What to work on — Which lines of the listing contain the word "sleeve"? Copy each of those lines.

--------------------------------

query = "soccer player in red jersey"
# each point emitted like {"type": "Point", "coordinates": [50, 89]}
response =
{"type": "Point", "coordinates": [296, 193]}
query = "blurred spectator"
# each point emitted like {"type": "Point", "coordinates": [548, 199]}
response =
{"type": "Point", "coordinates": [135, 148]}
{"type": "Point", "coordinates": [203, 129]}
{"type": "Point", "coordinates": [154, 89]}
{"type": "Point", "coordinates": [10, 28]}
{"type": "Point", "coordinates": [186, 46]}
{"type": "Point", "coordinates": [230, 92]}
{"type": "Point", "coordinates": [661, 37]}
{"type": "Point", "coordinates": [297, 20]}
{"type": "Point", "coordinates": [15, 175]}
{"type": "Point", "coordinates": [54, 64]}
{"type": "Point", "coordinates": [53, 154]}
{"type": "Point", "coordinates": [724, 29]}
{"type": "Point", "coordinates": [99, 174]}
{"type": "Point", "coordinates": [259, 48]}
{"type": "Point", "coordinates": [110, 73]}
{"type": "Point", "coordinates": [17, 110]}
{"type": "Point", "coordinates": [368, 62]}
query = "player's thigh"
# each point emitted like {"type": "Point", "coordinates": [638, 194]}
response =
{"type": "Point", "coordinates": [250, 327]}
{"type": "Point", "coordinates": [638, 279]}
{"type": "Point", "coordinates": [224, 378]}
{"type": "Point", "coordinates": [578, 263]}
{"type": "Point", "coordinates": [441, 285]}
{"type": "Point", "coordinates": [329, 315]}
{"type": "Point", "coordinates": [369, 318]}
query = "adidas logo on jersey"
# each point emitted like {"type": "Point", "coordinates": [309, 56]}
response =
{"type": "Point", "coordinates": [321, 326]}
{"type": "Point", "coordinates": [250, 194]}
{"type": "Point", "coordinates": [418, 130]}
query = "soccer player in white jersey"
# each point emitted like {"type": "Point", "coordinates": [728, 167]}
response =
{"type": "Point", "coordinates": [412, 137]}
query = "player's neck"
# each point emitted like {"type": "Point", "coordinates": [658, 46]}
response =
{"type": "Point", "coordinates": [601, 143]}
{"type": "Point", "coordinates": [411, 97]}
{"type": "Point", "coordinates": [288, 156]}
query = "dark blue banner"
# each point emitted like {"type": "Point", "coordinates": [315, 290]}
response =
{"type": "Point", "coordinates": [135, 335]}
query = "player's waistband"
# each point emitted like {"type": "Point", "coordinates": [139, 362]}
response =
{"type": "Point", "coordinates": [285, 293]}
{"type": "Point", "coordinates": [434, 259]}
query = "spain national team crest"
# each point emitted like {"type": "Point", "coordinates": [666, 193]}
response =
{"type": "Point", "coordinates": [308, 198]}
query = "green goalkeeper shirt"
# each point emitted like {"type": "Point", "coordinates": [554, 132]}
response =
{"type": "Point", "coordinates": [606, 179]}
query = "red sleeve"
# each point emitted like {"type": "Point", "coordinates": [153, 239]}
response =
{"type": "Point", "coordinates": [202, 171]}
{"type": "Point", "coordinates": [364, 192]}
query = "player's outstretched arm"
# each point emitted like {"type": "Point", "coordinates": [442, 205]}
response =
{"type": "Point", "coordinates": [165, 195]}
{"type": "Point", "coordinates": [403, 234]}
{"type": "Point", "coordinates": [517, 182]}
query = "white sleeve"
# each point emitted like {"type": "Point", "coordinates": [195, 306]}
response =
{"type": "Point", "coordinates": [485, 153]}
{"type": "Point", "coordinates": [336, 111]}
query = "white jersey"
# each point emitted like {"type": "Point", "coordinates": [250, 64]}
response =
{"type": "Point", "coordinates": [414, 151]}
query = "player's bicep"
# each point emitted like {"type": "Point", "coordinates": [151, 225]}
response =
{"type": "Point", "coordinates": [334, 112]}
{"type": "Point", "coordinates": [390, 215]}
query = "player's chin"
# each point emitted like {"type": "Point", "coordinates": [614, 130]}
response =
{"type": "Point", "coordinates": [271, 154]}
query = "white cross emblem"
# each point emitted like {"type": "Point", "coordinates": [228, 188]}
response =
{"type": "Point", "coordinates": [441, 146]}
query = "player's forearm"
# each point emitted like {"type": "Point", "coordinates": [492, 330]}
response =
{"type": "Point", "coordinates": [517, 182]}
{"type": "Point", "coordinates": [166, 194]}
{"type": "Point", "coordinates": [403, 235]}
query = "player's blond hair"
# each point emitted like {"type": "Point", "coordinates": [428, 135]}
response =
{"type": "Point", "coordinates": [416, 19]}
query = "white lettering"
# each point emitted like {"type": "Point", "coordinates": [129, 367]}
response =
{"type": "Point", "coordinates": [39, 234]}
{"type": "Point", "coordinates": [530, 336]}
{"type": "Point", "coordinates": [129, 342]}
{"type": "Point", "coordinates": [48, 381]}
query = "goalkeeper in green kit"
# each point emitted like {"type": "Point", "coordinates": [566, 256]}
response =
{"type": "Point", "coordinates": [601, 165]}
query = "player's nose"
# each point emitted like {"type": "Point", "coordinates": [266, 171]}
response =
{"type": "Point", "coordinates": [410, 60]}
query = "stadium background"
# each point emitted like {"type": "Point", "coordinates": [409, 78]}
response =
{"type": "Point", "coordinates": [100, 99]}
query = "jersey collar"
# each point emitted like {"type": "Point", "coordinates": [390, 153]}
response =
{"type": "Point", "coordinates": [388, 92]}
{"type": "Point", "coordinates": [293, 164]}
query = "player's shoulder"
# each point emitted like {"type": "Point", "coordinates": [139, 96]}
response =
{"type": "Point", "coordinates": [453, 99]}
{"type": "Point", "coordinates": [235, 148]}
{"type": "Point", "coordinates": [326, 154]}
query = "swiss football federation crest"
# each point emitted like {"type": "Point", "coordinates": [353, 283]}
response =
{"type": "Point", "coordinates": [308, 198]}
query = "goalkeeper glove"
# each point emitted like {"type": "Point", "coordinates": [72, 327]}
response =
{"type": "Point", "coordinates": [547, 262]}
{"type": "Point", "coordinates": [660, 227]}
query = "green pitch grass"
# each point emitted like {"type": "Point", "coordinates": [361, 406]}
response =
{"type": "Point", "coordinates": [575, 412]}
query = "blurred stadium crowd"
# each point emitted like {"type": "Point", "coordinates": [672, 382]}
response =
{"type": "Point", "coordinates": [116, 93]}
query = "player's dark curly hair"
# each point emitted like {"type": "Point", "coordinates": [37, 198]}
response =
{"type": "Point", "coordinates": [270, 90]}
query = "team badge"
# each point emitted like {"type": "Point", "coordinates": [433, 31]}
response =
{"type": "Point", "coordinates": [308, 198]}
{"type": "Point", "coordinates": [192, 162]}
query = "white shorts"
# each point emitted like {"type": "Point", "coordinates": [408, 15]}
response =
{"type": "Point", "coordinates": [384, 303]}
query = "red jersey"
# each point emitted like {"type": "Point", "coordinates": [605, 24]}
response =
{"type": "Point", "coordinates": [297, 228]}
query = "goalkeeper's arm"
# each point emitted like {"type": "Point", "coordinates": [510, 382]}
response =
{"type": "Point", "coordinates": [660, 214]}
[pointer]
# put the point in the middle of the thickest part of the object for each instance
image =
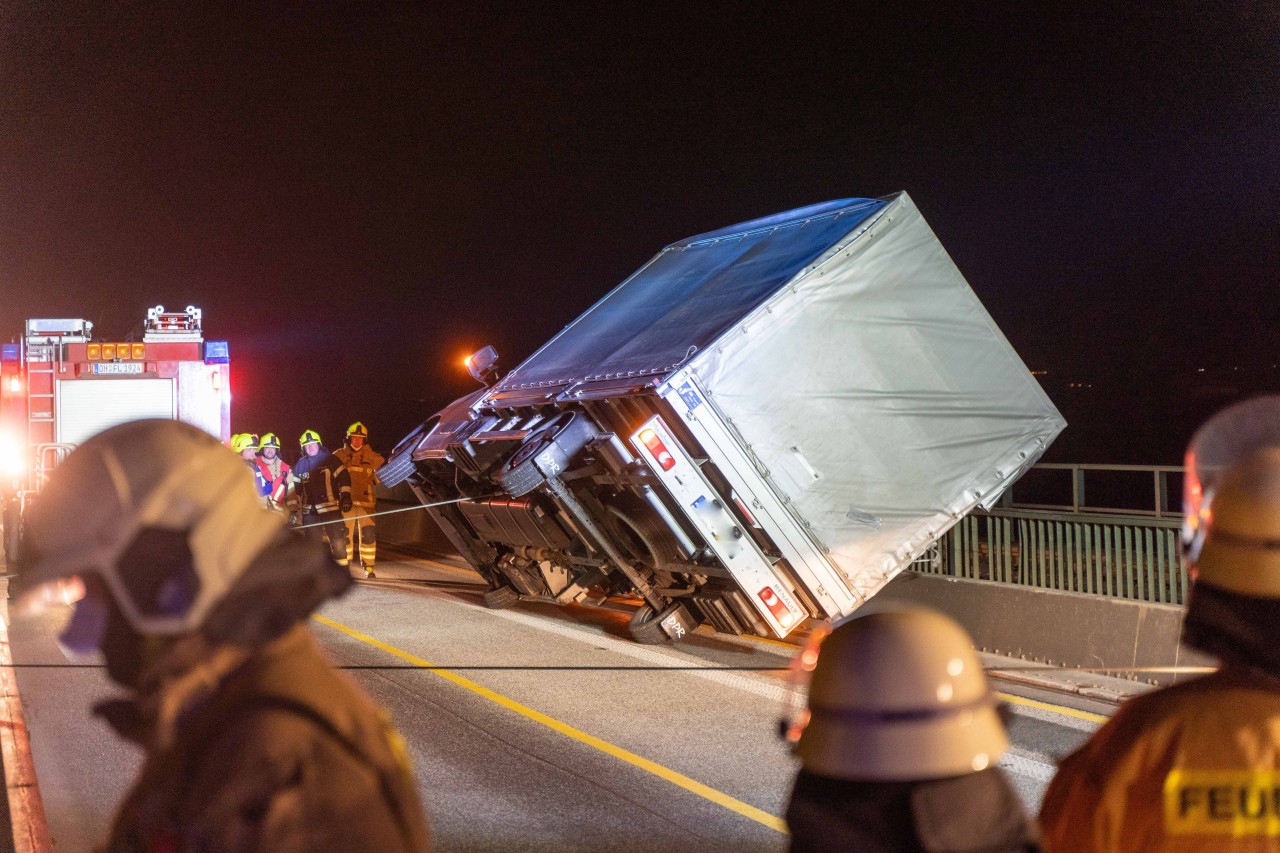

--------------------------------

Output for this exercise —
query = "red sleeve"
query = "white sleeve"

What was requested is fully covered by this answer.